Saturday, July 28, 2012

Torchwood: Day One

Jack: "We all make mistakes.  Get over it."

If the first episode of a show is about introducing what the show is and who the characters are, the second episode is about showing off what this shiny new show can really do.  We know the characters, we get the premise, we slogged through the exposition.  Now we can really get down to business.  So what sort of program do we have?

The Torchwood team investigates a meteorite strike that releases a gaseous creature who feeds on orgasmic energy.  So, naturally, the gas inhabits a young woman and starts sexing men to death.

Which is the sort of thing you'd expect from a Cinemax sci-fi show, but Chris Chibnall approaches it from the right directions: he focuses on the emotions of the possessed girl, Carys.  Her confusion and loneliness after her boyfriend leaves her drives her under the power of the alien being to embrace its power and later to use it against her ex.  It's an intelligent way to make it an actual story.


Except Carys, for all Sara Lloyd-Gregory's impassioned acting, never becomes a character defined beyond "girl who just got dumped."  She gets in a nice line about that - "I wish I was dead.  No, I wish you were dead.  Call me back."  But there's nothing else to her, keeping us from actually feeling the emotional roller-coaster she goes through.

The episode would still basically work, though, as long as the stuff with the Torchwood team itself was solid.  Again, Chibnall's underlying idea is an old but solid-enough concept: Gwen saves Carys by understanding who she is as a person instead of treating her as just another case, like the others do.  But his writing is completely ham-fisted, as though he doesn't trust us to understand what's going on.  He shows how Gwen is still connected to humanity by basically just giving Gwen and Jack a couple of speeches saying exactly that, and then having her tape up a bunch of baby pictures of Carys to remind everyone that she's a person


Which might be somewhat forgivable if Chibnall got it all basically right, but other than fitting Gwen into the team because she's the only one still connected to humanity, he pretty much fails to make the team compelling even on a basic level.  Gwen comes off as a pretty ordinary heroine.  Owen continues to be an incompetent ass.  Toshiko and Ianto can't have a dozen lines between them, none of which are remotely interesting.

--- Extracted records ---
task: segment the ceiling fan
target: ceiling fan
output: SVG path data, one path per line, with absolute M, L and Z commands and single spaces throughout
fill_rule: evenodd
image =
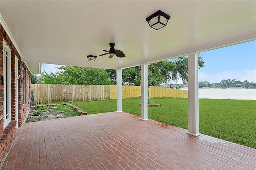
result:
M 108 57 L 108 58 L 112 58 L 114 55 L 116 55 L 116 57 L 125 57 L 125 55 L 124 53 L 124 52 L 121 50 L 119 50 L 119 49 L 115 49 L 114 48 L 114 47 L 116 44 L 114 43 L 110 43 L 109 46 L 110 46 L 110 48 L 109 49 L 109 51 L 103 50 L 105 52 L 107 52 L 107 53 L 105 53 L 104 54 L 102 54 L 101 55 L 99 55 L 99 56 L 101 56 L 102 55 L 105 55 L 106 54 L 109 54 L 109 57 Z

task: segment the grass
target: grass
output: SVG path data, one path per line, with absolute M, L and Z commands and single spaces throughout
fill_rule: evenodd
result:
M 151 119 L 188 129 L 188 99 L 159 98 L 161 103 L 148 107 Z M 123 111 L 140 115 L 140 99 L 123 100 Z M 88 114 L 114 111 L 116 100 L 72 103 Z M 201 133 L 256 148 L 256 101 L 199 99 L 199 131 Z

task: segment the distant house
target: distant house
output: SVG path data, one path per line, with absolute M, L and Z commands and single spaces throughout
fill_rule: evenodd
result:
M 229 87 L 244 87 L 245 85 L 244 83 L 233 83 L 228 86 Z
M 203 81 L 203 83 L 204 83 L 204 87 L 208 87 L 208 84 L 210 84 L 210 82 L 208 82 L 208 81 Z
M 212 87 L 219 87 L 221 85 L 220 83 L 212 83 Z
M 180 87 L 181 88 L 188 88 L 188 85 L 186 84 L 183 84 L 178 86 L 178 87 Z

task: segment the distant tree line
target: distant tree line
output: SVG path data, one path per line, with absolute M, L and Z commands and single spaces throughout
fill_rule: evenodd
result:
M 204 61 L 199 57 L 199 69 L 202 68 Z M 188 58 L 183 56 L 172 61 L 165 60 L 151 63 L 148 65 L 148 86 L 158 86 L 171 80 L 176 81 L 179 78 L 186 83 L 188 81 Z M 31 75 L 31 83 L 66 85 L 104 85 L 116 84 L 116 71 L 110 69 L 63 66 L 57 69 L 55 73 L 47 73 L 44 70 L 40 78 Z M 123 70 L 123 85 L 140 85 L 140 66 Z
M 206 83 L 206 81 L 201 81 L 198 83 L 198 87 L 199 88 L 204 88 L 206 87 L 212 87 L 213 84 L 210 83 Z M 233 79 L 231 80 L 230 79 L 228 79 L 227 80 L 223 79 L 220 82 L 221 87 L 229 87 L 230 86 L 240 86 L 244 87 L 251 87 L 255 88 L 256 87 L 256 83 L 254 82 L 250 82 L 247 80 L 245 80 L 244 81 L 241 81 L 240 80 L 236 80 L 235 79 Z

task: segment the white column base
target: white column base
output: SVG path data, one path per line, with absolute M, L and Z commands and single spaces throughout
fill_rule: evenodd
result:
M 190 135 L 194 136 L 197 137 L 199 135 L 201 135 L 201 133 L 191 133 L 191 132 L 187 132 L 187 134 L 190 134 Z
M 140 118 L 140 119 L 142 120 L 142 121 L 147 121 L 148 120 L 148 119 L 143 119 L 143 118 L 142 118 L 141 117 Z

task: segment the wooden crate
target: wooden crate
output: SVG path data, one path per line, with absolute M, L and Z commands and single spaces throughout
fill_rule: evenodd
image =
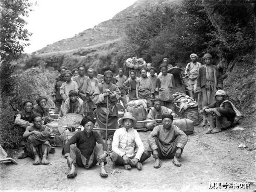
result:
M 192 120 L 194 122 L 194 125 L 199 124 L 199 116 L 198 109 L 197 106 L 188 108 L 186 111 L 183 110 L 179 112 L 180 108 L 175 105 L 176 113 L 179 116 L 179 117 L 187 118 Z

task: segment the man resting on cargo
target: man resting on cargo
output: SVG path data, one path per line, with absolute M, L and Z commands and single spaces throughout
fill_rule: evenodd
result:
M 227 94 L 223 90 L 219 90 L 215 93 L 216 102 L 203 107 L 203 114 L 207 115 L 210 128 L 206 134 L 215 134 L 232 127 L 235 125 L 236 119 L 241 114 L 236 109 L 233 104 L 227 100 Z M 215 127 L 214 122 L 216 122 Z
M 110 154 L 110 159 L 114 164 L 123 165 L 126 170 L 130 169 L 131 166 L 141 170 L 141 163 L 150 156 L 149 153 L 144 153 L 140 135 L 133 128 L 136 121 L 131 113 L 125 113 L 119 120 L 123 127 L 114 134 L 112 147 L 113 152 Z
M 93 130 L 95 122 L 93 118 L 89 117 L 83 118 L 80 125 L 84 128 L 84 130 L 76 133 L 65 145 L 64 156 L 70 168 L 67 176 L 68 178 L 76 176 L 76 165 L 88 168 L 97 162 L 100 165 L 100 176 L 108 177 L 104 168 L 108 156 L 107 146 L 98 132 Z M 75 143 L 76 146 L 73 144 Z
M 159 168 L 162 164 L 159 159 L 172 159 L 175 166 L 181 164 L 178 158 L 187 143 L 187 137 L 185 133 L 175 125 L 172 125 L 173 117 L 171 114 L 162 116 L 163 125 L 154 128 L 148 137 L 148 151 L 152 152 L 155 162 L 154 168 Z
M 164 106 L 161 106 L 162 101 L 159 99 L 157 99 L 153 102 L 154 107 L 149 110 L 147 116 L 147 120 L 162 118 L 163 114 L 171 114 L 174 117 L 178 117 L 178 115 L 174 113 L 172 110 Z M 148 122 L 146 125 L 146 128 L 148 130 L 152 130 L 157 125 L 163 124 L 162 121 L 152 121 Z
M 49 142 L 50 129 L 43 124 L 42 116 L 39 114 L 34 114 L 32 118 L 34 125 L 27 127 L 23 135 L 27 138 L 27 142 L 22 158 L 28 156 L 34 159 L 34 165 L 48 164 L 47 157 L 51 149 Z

--- List of tasks ---
**A)** In the final paragraph of the Torchwood review, which characters are mentioned by name?
**B)** Duplicate the passage of the Torchwood review between "Except Carys, for" and "she goes through.", inclusive.
The data was drawn from a separate source and has no connection to the Torchwood review.

--- Outputs for the tasks ---
**A)** Gwen, Owen, Toshiko, Ianto

**B)**
Except Carys, for all Sara Lloyd-Gregory's impassioned acting, never becomes a character defined beyond "girl who just got dumped."  She gets in a nice line about that - "I wish I was dead.  No, I wish you were dead.  Call me back."  But there's nothing else to her, keeping us from actually feeling the emotional roller-coaster she goes through.